Written request 1:
In the Solr question, what minimum and maximum gram sizes are set on the EdgeNGramFilterFactory?
Written request 2:
Using the Solr question, decide whether each statement is true, and support each answer with the deciding words quoted from it: (a) The current setup failed on phrase queries. (b) The asker looked at the generated tokens in the schema analyzer in solr admin. (c) The asker is working with Solr 4.0.

Text section:

— Start —

In Solr (3.3), is it possible to make a field letter-by-letter searchable through a EdgeNGramFilterFactory
and also sensitive to phrase queries?
By example, I'm looking for a field that, if containing "contrat informatique", will be found if the user types:
- contrat
- informatique
- contr
- informa
- "contrat informatique"
- "contrat info"
Currently, I made something like this:
<fieldtype name="terms" class="solr.TextField">
<analyzer type="index">
<charFilter class="solr.MappingCharFilterFactory" mapping="mapping-ISOLatin1Accent.txt"/>
<filter class="solr.WordDelimiterFilterFactory" generateWordParts="1" generateNumberParts="1" catenateWords="1" catenateNumbers="1" catenateAll="0" splitOnCaseChange="1"/>
<tokenizer class="solr.LowerCaseTokenizerFactory"/>
<filter class="solr.EdgeNGramFilterFactory" minGramSize="2" maxGramSize="15" side="front"/>
</analyzer>
<analyzer type="query">
<charFilter class="solr.MappingCharFilterFactory" mapping="mapping-ISOLatin1Accent.txt"/>
<filter class="solr.WordDelimiterFilterFactory" generateWordParts="1" generateNumberParts="1" catenateWords="1" catenateNumbers="1" catenateAll="0" splitOnCaseChange="1"/>
<tokenizer class="solr.LowerCaseTokenizerFactory"/>
</analyzer>
</fieldtype>
...but it failed on phrase queries.
When I look in the schema analyzer in solr admin, I find that "contrat informatique" generated the followings tokens:
[...] contr contra contrat in inf info infor inform [...]
So the query works with "contrat in" (consecutive tokens), but not "contrat inf" (because this two tokens are separated).
I'm pretty sure any kind of stemming can work with phrase queries, but I cannot find the right tokenizer of filter to use before the EdgeNGramFilterFactory
.

— End —

Recorded data:
— Start —

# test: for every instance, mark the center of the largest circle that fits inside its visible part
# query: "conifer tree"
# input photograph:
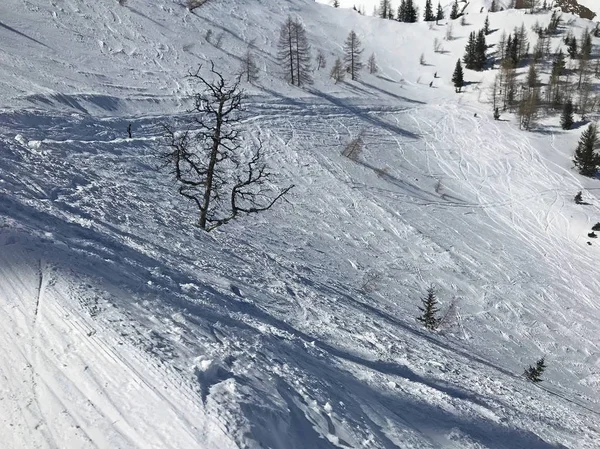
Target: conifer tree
(480, 48)
(321, 61)
(428, 14)
(429, 311)
(352, 52)
(337, 71)
(586, 159)
(249, 68)
(566, 118)
(410, 12)
(401, 15)
(384, 9)
(372, 64)
(534, 373)
(572, 48)
(439, 14)
(457, 77)
(294, 52)
(586, 45)
(454, 10)
(469, 57)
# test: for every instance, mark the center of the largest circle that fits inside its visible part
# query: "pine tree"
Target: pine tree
(496, 113)
(454, 10)
(480, 48)
(401, 16)
(439, 14)
(586, 45)
(321, 61)
(534, 373)
(428, 15)
(585, 159)
(566, 118)
(337, 71)
(410, 11)
(429, 311)
(572, 48)
(469, 57)
(384, 9)
(249, 68)
(352, 52)
(457, 77)
(372, 64)
(294, 52)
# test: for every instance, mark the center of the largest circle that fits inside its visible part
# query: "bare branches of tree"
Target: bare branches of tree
(212, 165)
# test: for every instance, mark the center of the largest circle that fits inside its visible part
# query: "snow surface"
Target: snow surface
(124, 326)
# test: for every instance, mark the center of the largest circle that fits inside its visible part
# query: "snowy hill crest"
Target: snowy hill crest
(123, 325)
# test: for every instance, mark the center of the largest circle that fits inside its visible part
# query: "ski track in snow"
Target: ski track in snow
(124, 326)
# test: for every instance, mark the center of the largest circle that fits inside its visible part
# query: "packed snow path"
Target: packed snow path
(124, 312)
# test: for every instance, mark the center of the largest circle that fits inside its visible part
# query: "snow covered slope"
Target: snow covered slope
(124, 326)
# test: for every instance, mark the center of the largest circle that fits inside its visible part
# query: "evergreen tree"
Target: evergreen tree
(439, 14)
(469, 57)
(293, 52)
(566, 118)
(321, 61)
(534, 373)
(496, 113)
(586, 45)
(585, 159)
(429, 311)
(457, 77)
(372, 64)
(572, 48)
(454, 10)
(401, 16)
(249, 68)
(410, 13)
(480, 48)
(337, 71)
(385, 8)
(428, 15)
(352, 52)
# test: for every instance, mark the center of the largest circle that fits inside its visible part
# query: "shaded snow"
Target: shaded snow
(124, 326)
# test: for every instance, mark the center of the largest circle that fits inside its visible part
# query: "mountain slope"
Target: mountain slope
(123, 325)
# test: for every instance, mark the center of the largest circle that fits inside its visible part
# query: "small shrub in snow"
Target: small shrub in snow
(193, 4)
(429, 317)
(354, 148)
(534, 373)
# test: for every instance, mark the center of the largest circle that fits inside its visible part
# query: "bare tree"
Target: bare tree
(249, 69)
(337, 71)
(352, 52)
(294, 52)
(212, 166)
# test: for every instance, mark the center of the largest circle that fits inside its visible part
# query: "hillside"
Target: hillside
(123, 325)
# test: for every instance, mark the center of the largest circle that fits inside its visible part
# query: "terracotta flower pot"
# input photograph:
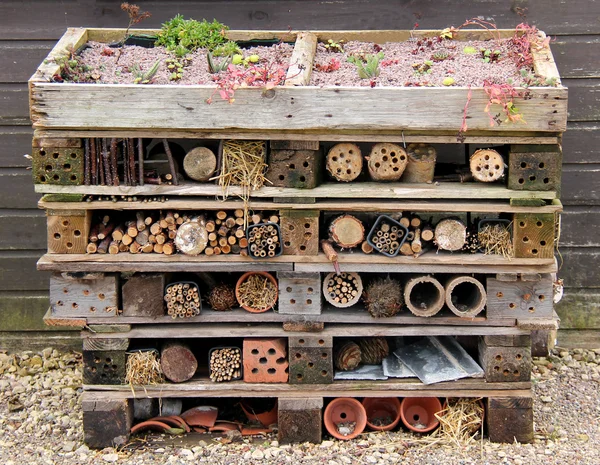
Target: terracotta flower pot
(380, 408)
(418, 413)
(243, 278)
(266, 419)
(345, 410)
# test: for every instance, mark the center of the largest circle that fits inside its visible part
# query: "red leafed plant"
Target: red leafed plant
(333, 65)
(267, 75)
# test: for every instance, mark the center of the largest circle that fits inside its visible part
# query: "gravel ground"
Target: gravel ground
(40, 420)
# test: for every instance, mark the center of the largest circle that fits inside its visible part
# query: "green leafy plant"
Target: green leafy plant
(333, 46)
(144, 77)
(214, 66)
(183, 36)
(368, 65)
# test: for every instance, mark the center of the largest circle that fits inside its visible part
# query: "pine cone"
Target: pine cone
(347, 356)
(222, 297)
(384, 298)
(373, 350)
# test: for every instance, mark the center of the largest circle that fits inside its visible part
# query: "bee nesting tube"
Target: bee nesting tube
(465, 296)
(343, 290)
(424, 295)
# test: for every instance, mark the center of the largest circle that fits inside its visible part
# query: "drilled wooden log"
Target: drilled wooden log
(487, 165)
(424, 295)
(200, 164)
(347, 231)
(177, 361)
(421, 163)
(465, 296)
(344, 162)
(387, 162)
(450, 234)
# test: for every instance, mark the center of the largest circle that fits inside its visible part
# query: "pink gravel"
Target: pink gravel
(396, 66)
(110, 71)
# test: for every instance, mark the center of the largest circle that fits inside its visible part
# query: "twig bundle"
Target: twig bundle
(225, 364)
(243, 163)
(342, 290)
(263, 240)
(495, 239)
(143, 368)
(183, 300)
(257, 292)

— End —

Written response 1:
A minimum of 2 and a maximum of 15.

Written response 2:
(a) Yes: "...but it failed on phrase queries."
(b) Yes: "When I look in the schema analyzer in solr admin"
(c) No: "In Solr (3.3)"